(Itens armazenados do conjunto de dados)
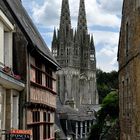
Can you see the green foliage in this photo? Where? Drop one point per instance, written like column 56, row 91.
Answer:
column 110, row 104
column 108, row 114
column 106, row 82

O QUE FAZER - Reescreva toda a listagem trocando "green foliage" por "green leaves" e mantendo o resto igual. Deixe as imagens de fora da resposta.

SOLUÇÃO -
Can you see the green leaves in this photo? Where? Drop one point per instance, written like column 56, row 91.
Answer:
column 110, row 104
column 108, row 114
column 106, row 82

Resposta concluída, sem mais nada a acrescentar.